**The task**:
Rewrite the entries below, replacing every "instance" with "occurrence" and keeping all other text the same. Leave the pictures out of your answer.

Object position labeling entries
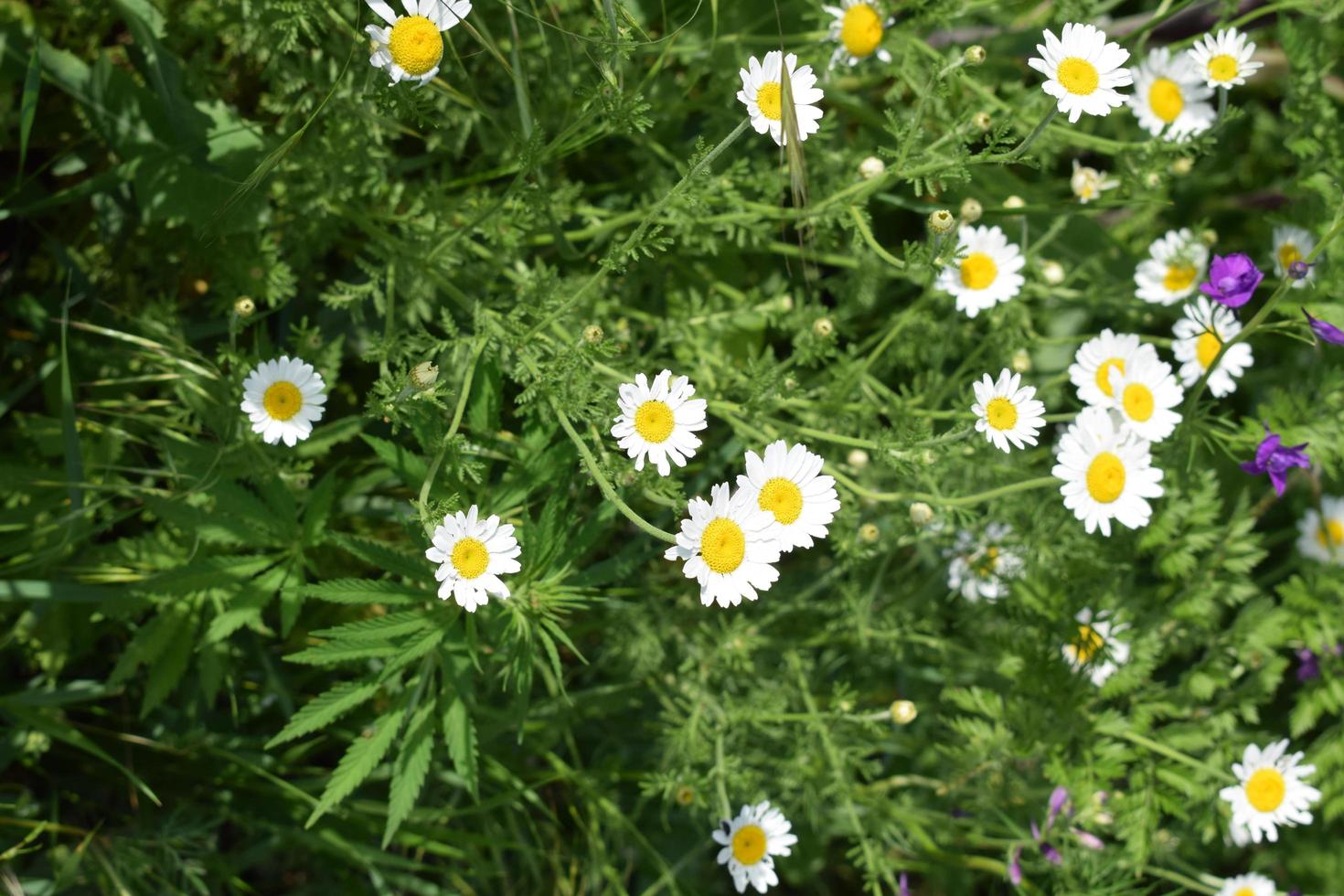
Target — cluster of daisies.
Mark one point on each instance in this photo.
(730, 543)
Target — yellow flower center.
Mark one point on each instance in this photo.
(1287, 254)
(723, 546)
(1138, 402)
(1206, 348)
(1078, 76)
(283, 400)
(1265, 790)
(1001, 414)
(1105, 477)
(749, 844)
(1166, 100)
(1331, 534)
(1221, 68)
(654, 421)
(1179, 277)
(469, 558)
(781, 497)
(771, 100)
(1104, 374)
(978, 271)
(860, 32)
(1087, 645)
(415, 45)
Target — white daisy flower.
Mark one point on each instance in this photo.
(1089, 183)
(1247, 885)
(1270, 792)
(1090, 371)
(1323, 539)
(1199, 335)
(789, 486)
(1097, 649)
(750, 842)
(1007, 412)
(1292, 245)
(472, 555)
(980, 567)
(1144, 395)
(283, 398)
(1223, 60)
(1174, 268)
(988, 272)
(729, 546)
(1169, 97)
(1108, 473)
(657, 422)
(763, 94)
(857, 28)
(1083, 70)
(413, 46)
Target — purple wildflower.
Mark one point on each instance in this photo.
(1326, 332)
(1308, 666)
(1232, 280)
(1275, 458)
(1058, 797)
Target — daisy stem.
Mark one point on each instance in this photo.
(603, 484)
(1031, 137)
(638, 231)
(1258, 318)
(448, 437)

**Finished exercise**:
Target — cluster of daisies.
Mark one point on each occurrence in this photo.
(730, 543)
Target — yellow flower center.
Mark one point on each occurrence in this photo.
(1287, 254)
(723, 546)
(1138, 402)
(1206, 348)
(1078, 76)
(283, 400)
(1265, 790)
(1001, 414)
(1105, 477)
(749, 844)
(1166, 100)
(1331, 534)
(1221, 68)
(654, 421)
(1179, 277)
(469, 558)
(781, 497)
(771, 100)
(1104, 374)
(978, 271)
(860, 32)
(1087, 645)
(415, 45)
Target — white daisy flower.
Mark one point on each occurrence in this photo.
(1089, 183)
(1247, 885)
(1270, 792)
(1090, 371)
(1323, 539)
(1199, 335)
(789, 486)
(1097, 649)
(750, 842)
(1007, 412)
(1292, 245)
(472, 555)
(980, 567)
(1144, 395)
(283, 398)
(1223, 60)
(1174, 268)
(988, 272)
(729, 546)
(1169, 97)
(1108, 473)
(657, 422)
(763, 94)
(857, 28)
(1083, 70)
(413, 46)
Target — purple wildflower.
Mark one point on each occurrence in this photo.
(1326, 332)
(1308, 666)
(1232, 280)
(1275, 458)
(1058, 797)
Target — daisy stem.
Mark one point on each occurrence in this photo.
(603, 484)
(1031, 137)
(638, 231)
(1258, 318)
(448, 437)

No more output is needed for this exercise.